→ Record list:

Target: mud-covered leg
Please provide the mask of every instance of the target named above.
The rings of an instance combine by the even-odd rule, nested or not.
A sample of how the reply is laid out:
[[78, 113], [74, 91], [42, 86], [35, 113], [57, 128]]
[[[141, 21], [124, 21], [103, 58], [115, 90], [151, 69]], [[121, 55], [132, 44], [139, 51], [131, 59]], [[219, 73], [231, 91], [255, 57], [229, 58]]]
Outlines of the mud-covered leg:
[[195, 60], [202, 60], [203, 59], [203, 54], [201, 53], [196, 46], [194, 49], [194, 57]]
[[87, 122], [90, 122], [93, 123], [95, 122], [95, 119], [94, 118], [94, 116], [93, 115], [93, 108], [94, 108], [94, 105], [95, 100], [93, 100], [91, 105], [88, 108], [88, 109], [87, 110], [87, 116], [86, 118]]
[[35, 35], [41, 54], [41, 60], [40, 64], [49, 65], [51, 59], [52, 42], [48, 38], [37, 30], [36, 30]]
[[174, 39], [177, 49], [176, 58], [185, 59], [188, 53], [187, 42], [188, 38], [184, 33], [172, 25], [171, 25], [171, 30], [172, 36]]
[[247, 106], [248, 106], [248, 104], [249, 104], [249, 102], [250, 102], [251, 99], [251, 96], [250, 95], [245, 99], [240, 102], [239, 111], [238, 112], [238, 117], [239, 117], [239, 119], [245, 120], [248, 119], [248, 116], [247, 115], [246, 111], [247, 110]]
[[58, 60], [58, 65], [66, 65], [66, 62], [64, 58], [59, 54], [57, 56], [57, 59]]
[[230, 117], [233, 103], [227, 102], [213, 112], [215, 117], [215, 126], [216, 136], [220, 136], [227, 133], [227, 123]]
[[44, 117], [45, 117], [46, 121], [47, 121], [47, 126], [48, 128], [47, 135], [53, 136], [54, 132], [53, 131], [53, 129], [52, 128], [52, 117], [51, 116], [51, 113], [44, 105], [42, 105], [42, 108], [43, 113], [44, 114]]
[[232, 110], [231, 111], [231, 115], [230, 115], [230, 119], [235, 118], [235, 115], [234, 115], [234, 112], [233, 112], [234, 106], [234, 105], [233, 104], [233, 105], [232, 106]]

→ What you should do: Reproduce the entries exactly as they appear, from their first line through the line containing "Outlines of the", with both ends included.

→ Complete output:
Target: mud-covered leg
Please provide the mask of every instance of the target named above.
The rings of an instance combine by the even-odd rule, nested or not.
A sample of how the reply is laid out:
[[78, 113], [74, 91], [42, 86], [35, 113], [57, 128]]
[[[141, 21], [124, 21], [103, 58], [115, 90], [151, 69]], [[121, 55], [132, 44], [139, 51], [131, 59]], [[219, 73], [231, 91], [255, 57], [229, 58]]]
Outlines of the mud-covered leg:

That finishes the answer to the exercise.